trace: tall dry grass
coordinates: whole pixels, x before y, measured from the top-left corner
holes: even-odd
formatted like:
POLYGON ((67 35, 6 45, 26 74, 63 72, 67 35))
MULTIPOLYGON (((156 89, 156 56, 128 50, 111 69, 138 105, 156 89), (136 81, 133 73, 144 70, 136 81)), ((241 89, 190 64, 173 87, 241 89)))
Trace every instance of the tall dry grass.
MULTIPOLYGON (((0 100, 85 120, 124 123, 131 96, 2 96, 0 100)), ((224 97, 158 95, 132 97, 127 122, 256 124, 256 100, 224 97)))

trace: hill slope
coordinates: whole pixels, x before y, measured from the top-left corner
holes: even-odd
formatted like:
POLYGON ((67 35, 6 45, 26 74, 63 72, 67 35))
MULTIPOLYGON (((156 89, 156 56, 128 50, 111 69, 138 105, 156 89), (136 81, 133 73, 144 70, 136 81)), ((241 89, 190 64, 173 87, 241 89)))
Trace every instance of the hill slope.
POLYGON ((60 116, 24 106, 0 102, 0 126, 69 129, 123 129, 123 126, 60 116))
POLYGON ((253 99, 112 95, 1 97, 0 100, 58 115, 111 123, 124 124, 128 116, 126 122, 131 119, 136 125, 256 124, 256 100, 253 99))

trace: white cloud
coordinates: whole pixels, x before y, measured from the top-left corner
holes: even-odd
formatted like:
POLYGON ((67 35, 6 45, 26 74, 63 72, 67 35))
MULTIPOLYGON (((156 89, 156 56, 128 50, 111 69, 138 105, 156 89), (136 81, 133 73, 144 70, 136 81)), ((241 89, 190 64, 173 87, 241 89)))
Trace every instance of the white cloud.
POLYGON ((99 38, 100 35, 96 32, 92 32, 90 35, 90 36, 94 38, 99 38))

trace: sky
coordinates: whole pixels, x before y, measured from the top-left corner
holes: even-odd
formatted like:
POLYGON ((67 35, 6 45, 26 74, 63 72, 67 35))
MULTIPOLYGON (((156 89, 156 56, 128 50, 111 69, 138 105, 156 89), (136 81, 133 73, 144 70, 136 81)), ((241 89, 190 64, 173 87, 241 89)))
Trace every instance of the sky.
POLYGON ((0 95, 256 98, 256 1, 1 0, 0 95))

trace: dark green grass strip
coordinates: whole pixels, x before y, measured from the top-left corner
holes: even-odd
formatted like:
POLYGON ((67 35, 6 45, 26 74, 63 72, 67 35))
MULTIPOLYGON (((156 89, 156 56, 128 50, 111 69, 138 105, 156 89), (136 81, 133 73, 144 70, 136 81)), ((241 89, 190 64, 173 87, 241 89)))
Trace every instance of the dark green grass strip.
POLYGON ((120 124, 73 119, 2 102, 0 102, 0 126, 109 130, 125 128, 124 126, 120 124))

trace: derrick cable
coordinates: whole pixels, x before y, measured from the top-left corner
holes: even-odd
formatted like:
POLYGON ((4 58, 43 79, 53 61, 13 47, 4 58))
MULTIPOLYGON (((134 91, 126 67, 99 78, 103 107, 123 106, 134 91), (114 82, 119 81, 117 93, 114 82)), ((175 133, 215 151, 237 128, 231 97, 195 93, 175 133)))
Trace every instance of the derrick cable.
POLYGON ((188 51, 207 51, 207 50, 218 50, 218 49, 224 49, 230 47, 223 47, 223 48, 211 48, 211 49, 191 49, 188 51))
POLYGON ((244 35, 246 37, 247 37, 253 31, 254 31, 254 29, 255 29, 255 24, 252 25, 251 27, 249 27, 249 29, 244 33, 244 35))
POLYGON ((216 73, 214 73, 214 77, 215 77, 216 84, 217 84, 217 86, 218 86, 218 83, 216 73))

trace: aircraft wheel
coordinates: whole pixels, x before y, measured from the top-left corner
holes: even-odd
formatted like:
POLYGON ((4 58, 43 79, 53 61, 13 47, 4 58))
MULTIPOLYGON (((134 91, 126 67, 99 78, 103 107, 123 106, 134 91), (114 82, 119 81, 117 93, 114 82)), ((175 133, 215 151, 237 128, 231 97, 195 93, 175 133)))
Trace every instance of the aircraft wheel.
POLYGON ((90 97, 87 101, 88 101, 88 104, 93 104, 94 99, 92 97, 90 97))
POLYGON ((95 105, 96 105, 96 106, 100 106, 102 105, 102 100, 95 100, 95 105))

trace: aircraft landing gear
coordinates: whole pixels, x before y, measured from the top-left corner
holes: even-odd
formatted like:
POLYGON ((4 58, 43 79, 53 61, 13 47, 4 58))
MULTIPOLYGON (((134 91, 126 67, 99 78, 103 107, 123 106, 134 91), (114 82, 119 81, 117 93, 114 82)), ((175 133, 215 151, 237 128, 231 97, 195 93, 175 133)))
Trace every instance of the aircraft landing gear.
================================
→ **STATED EXERCISE**: Copy the material from its first line through the line containing "MULTIPOLYGON (((0 100, 85", inclusive, substituting "tall brown grass" for "tall dry grass" and changing nothing else.

→ **WRITTEN RESPONSE**:
trace: tall brown grass
coordinates: whole pixels, x before y, measured from the top-left corner
holes: even-odd
formatted like:
POLYGON ((67 35, 6 45, 26 74, 63 72, 67 35))
MULTIPOLYGON (((156 89, 156 56, 128 50, 111 69, 138 105, 156 89), (136 81, 133 73, 144 70, 136 81)), ((241 89, 190 64, 173 87, 241 89)))
Trace every instance of the tall brown grass.
MULTIPOLYGON (((0 100, 85 120, 124 123, 131 96, 2 96, 0 100)), ((224 97, 158 95, 132 97, 127 122, 256 124, 256 100, 224 97)))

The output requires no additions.